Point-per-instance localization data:
——

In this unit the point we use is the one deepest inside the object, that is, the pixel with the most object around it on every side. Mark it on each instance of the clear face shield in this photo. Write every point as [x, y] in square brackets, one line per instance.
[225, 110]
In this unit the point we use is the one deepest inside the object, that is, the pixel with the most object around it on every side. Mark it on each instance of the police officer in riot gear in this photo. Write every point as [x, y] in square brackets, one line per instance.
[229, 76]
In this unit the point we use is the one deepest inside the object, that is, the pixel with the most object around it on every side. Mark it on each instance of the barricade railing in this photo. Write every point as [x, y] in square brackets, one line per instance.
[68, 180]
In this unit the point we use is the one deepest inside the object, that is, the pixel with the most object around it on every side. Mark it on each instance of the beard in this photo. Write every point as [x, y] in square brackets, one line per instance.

——

WHAT YOU WILL DO: Reproduce all of the entries word for word. Omit nothing.

ANSWER AREA:
In this unit the point we use is the one deepest inside the object, that is, the pixel with the most object around it on every side. Mark it on each instance of the clear face shield in this photo. Write every point as [x, y] in square brackets, one line per instance.
[225, 110]
In this unit the point we use is the one deepest inside the object, that is, the pixel with the most object around it on every side. Mark it on each instance of the police officer in riot gear in this photo. Write every point as [x, y] in square brackets, one line per instance.
[229, 76]
In this unit the point we use is the one deepest inside the object, that is, the pixel with the most object around it on every side. Mark it on each instance of the barricade railing in this photo. Write every point as [x, y] in square brackets, one line per instance.
[68, 180]
In this unit the point we use is the one deepest inside the object, that is, the pixel with the most object around it on every side. Mark it on each instance of the beard in this photo. Write every point as [x, y] in square brackets, one line per instance.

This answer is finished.